● **Passage given**:
More likely, we would like a simple linear regression—i.e., trend lines. For this we just need to override the default and tell is to use R’s lm function:

iris_plot + geom_point() + geom_smooth(method = "lm")

We might also want to fit an overall trend line, to the pooled data (i.e., without groups). You might be tempted in this case to override the color aesthetic to a constant value. This works, but it’s not ideal. Better:

iris_plot + geom_point() + 
  geom_smooth(method = "lm") +   # per-group trend line
  geom_smooth(method = "lm",  
              color = "black", 
              group = 1,         # pooled; intent is clear
              linetype = 2)

Behind the scenes:

Our color aesthetic controls the group aesthetic in this plot
group is ultimately what determines how the data are split up for computation and plotting
Setting group = 1 makes it crystal clear what we want: a single group for the second geom_smooth.

Finally, we can use any smoothing function we want, including custom ones.

ggplot(iris_long, aes(Sepal, Petal)) + 
  geom_point() +
  geom_smooth(method = "lm") +
  geom_smooth(method = "lm", formula = y ~ poly(x, 2), color = "red")

3. Labels

Labeling your plots well is important.

As we’ve seen, ggplot2 takes its default axis and aesthetic labels from the columns you specify. These are easy to change using the xlab and ylab functions; the ggtitle function is available as well:

iris_plot + geom_point() + 
  geom_smooth() +
  xlab("What is a sepal again?") +
  ylab("Petal (cm)") +
  ggtitle("This is starting to look like a real plot!")

2. Themes

ggplot2’s theme system is powerful and sometimes confusing. Like the rest of the ggplot system, it uses the idea of inheritance: you can apply themes, or aspects of them, to entire plots, sub-elements, or small details, and changes cascade down.

The simplest step is to apply a theme to an entire plot:

Theme examples

theme_gray

iris_plot + geom_point() + theme_gray()

theme_dark

iris_plot + geom_point() + theme_dark()

theme_minimal

iris_plot + geom_point() + theme_minimal()

● **Recorded information**:
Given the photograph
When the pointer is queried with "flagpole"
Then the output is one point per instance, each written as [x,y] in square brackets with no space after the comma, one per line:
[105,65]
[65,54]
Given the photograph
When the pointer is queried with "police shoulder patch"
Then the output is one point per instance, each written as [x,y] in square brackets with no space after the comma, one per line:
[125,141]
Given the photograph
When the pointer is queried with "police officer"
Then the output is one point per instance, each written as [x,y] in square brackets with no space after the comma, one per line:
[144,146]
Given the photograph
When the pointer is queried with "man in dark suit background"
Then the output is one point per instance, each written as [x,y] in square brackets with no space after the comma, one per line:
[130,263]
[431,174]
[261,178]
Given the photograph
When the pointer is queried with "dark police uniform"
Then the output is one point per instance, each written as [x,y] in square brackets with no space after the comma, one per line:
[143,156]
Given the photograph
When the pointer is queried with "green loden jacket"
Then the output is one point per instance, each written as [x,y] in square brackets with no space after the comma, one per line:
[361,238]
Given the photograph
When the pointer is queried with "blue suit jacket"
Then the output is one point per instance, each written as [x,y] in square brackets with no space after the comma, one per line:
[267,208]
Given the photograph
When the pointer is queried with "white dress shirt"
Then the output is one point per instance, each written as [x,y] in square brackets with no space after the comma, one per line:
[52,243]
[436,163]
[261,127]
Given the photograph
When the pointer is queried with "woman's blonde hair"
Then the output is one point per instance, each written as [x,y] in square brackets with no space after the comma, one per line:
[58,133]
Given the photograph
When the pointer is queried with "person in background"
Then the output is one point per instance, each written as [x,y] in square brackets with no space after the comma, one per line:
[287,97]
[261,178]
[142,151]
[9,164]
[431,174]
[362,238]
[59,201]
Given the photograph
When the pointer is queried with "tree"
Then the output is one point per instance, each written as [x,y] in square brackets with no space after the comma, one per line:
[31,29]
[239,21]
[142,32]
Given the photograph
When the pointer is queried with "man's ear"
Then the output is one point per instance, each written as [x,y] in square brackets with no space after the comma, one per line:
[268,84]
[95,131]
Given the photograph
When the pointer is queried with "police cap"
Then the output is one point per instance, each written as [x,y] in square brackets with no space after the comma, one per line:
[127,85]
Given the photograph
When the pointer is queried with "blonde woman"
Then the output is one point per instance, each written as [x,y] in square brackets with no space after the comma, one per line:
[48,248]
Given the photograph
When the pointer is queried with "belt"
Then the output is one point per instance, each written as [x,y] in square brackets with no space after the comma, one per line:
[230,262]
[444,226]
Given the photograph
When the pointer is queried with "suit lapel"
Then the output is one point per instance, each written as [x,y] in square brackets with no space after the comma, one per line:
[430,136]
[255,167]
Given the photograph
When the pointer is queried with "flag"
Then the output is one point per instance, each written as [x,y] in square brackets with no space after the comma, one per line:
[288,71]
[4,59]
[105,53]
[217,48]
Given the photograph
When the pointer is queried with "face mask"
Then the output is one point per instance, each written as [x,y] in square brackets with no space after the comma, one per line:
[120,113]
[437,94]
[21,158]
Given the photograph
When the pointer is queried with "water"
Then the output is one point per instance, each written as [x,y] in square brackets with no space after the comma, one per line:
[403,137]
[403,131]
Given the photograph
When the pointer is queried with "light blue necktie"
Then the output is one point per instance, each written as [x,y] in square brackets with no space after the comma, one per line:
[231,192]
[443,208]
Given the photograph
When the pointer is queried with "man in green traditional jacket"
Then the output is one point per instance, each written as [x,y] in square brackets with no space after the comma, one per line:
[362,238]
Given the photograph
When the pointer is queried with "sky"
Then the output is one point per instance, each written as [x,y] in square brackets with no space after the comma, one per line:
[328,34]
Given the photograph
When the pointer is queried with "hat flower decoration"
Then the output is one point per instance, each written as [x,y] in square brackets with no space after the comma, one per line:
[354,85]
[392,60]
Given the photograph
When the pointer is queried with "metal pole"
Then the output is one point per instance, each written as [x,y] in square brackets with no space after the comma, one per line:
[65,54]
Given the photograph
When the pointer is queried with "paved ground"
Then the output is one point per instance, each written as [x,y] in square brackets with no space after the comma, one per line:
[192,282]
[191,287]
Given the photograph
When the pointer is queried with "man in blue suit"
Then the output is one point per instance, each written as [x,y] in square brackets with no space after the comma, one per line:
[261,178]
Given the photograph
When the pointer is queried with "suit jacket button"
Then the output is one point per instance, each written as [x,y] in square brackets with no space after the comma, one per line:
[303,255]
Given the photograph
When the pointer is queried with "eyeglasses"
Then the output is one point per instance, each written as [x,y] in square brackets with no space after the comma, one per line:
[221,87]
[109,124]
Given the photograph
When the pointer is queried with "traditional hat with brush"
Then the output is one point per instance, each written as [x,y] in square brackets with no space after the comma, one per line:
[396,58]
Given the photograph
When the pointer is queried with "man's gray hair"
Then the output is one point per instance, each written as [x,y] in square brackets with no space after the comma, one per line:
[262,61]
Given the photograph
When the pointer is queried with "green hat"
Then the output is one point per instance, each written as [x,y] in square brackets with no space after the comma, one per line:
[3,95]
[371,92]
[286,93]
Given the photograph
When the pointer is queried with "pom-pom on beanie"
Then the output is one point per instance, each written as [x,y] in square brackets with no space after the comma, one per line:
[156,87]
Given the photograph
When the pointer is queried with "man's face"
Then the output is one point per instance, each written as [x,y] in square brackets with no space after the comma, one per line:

● **Stated goal 1**:
In the ggplot2 tutorial, shorten the paragraph beginning "ggplot2's theme system is powerful" and keep its main facts.
● **Stated goal 2**:
Answer these questions from the ggplot2 tutorial:
(a) Which R function is used to fit a simple linear regression trend line?
(b) What does setting group = 1 make clear in the second geom_smooth?
(c) Which functions are named for changing the axis labels and adding a title?
● **Stated goal 3**:
Write the next part of the ggplot2 tutorial, picking up after its final line of code.

● **Task answer 1**:
ggplot2's theme system is powerful but sometimes confusing. Like the rest of ggplot, it works by inheritance: themes, or parts of them, can be applied to whole plots, sub-elements, or small details, and changes cascade downward.

● **Task answer 2**:
(a) The lm function.
(b) That a single group is wanted for the second geom_smooth.
(c) xlab and ylab for the axes, and ggtitle for the title.

● **Task answer 3**:
theme_cowplot

Many more themes are available in other R packages and online repositories:

library(cowplot)
iris_plot + geom_point() + theme_cowplot()

theme_economist

Many more themes are available in other R packages and online repositories:

library(ggthemes)
iris_plot + geom_point() + theme_economist()

The theming system is also how we change specific aspects of plots.

Theme inheritance

Let’s say we want to apply some formatting to text in our plot. But, which text?

All text

iris_plot + geom_point() + ggtitle("Iris") +
  theme(text = element_text(size = 20, color = "red"))

Axis text

iris_plot + geom_point() + ggtitle("Iris") +
  theme(axis.text = element_text(size = 20, color = "red"))

x axis text

iris_plot + geom_point() + ggtitle("Iris") +
  theme(axis.text.x = element_text(size = 20, color = "red"))

Bottom x axis text

iris_plot + geom_point() + ggtitle("Iris") +
  theme(axis.text.x.bottom = element_text(size = 20, color = "red"))

All titles

iris_plot + geom_point() + ggtitle("Iris") +
  theme(title = element_text(size = 20, color = "red"))

Axis titles

iris_plot + geom_point() + ggtitle("Iris") +
  theme(axis.title = element_text(size = 20, color = "red"))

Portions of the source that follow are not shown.